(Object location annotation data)
▽
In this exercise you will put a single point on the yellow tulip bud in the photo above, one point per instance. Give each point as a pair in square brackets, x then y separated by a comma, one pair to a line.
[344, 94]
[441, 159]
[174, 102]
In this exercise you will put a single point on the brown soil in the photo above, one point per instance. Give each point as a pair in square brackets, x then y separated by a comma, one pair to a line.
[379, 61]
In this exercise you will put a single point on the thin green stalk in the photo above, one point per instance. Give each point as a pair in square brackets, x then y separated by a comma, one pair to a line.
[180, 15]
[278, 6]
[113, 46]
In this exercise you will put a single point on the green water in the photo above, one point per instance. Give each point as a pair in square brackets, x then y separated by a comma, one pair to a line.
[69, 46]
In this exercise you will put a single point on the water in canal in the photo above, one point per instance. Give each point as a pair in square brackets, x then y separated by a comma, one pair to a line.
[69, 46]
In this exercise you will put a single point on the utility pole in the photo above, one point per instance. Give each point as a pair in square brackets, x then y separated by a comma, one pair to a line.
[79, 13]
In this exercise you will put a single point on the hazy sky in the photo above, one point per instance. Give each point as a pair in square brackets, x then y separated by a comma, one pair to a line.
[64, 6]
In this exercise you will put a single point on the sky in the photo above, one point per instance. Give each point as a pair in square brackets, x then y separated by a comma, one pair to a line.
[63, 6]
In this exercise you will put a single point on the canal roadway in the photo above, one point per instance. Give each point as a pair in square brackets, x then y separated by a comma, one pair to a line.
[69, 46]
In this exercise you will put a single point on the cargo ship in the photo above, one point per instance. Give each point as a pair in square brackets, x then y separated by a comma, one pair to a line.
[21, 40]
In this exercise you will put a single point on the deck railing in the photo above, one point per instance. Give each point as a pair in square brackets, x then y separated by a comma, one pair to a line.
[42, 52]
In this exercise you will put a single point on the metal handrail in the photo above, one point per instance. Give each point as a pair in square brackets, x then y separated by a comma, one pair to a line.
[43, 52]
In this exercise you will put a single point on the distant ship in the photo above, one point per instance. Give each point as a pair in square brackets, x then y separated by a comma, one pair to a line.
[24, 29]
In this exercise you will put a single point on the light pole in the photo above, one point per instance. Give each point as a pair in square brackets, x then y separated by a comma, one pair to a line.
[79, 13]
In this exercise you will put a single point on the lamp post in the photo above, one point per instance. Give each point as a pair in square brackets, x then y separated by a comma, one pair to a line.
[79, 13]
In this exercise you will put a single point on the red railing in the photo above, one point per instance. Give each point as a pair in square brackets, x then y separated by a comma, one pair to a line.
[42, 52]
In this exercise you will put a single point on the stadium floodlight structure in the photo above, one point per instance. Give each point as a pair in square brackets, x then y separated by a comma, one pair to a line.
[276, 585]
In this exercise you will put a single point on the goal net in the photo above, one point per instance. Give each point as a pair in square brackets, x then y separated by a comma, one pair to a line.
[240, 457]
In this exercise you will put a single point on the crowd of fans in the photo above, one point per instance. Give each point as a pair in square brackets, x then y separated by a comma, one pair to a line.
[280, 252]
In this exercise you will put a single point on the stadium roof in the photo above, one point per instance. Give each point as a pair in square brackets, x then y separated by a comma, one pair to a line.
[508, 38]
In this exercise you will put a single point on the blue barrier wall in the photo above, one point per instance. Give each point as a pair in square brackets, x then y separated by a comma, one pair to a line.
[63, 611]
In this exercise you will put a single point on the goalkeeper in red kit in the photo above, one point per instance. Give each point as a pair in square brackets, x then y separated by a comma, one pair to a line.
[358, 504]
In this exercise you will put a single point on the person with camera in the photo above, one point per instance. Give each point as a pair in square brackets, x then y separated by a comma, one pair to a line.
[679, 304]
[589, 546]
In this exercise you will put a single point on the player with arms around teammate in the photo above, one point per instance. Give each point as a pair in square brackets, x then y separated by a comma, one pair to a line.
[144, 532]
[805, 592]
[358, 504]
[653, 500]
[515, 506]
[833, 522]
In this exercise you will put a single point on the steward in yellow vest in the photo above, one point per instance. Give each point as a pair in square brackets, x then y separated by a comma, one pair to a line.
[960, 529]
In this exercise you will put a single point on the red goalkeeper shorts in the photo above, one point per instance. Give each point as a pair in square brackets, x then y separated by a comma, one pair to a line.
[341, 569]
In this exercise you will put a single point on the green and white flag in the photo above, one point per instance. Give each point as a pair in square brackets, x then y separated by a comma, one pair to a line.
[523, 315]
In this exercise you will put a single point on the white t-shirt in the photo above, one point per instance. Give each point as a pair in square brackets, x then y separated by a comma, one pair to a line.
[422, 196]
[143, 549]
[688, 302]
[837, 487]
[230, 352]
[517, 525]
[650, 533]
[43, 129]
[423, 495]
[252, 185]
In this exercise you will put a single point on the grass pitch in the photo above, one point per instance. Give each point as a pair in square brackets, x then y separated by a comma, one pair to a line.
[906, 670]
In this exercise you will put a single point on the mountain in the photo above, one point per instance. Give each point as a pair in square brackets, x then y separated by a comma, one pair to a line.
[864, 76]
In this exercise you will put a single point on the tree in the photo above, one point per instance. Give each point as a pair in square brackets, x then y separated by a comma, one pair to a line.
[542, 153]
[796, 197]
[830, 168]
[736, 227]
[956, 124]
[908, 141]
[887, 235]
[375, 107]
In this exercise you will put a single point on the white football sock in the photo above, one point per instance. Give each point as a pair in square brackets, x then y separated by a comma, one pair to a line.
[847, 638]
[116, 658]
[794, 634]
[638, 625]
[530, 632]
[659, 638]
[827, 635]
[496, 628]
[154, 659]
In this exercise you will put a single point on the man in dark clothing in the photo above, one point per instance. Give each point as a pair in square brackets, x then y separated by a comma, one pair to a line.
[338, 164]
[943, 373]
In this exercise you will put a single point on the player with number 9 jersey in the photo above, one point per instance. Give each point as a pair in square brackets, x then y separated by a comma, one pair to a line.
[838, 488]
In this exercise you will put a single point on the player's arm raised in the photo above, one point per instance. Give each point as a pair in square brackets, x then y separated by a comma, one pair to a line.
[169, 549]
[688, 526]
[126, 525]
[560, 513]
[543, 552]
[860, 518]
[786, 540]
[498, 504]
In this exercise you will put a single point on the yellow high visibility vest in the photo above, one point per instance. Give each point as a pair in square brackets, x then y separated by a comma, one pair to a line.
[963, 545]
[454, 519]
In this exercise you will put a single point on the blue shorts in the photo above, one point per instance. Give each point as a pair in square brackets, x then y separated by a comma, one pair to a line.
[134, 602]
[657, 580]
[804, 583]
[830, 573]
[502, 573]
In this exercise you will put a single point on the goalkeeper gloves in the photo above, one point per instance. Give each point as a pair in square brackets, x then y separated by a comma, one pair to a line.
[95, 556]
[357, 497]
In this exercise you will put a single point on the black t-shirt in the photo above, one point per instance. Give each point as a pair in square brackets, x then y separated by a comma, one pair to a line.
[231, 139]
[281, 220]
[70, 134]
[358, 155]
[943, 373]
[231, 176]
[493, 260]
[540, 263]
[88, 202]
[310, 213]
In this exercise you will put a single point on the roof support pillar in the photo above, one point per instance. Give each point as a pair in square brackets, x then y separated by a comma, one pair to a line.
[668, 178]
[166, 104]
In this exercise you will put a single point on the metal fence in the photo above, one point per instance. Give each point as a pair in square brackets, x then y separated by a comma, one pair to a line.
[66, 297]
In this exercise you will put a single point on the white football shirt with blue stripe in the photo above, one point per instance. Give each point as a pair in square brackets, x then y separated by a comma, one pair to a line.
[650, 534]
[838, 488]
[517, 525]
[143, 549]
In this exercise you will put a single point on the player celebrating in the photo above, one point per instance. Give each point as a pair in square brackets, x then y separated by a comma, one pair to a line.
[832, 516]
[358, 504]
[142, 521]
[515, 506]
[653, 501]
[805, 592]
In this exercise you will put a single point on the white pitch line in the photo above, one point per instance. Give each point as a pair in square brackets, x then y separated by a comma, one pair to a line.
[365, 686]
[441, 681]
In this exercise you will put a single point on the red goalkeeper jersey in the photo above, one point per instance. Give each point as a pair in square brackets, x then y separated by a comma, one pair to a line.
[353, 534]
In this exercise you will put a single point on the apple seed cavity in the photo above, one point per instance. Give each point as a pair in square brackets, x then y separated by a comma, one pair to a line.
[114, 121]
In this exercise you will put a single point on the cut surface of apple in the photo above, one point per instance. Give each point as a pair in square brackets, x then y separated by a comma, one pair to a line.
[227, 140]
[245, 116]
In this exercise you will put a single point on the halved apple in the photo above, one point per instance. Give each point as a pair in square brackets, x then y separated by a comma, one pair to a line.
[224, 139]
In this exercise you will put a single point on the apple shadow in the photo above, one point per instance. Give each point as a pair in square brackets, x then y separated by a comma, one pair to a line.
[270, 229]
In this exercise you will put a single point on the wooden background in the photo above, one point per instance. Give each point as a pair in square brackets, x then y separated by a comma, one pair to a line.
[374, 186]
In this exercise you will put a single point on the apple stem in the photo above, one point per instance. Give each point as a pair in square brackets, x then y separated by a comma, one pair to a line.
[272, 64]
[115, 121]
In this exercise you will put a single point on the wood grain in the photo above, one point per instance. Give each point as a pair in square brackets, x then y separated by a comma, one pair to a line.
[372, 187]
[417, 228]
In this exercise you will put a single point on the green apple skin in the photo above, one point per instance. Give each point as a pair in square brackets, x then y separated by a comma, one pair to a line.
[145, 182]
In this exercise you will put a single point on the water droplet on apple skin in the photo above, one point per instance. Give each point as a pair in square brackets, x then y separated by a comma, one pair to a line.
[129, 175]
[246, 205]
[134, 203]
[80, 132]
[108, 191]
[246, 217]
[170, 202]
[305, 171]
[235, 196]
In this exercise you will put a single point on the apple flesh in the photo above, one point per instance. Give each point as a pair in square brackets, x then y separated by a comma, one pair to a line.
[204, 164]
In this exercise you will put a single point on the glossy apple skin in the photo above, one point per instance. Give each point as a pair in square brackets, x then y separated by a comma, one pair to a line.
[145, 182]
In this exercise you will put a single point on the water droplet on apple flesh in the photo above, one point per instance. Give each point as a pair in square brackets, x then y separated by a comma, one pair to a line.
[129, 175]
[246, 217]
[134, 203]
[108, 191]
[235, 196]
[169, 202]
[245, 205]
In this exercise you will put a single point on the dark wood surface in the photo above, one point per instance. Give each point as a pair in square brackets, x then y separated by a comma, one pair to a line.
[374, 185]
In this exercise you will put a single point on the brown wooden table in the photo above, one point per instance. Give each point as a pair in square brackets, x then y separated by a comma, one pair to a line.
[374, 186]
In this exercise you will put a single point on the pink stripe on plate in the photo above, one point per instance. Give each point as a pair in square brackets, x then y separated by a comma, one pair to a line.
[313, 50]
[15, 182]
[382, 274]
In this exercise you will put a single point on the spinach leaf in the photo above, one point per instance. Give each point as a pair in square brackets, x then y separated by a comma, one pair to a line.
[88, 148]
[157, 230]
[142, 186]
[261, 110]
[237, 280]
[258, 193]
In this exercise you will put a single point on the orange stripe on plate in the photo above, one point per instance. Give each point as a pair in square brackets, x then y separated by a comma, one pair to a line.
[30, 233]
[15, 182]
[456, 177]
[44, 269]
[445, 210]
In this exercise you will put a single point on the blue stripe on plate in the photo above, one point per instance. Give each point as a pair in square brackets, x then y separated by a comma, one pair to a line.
△
• Your objective:
Repeat exactly, and only, the lines from the line with "on the pink" through the end of the listing above, both ends included.

• Response to this exercise:
In this exercise you will put a single point on the pink stripe on plate in the photo above, one point per instance. Give each point as a pair in square brackets, x then y separated by a comma, one pair to a line.
[313, 50]
[15, 182]
[382, 274]
In this exercise you will put a single point on the spinach leaf in the photo above, one point per instance. Give each point as a pair in square brackets, x then y separated by a comma, one pair to a line.
[88, 148]
[157, 230]
[142, 186]
[261, 110]
[237, 280]
[258, 193]
In this exercise you will put a single point on the orange stripe on plate in the photo above, one point per instance. Give each point as a pair in square brackets, x then y separated by a comma, one pair to a line.
[30, 233]
[15, 182]
[456, 177]
[44, 269]
[445, 210]
In this exercise you will put a single point on the blue stripe on plate in the photo above, one point per instance. Give each point as a pair in square brackets, x then y separated by a comma, one pair to a line.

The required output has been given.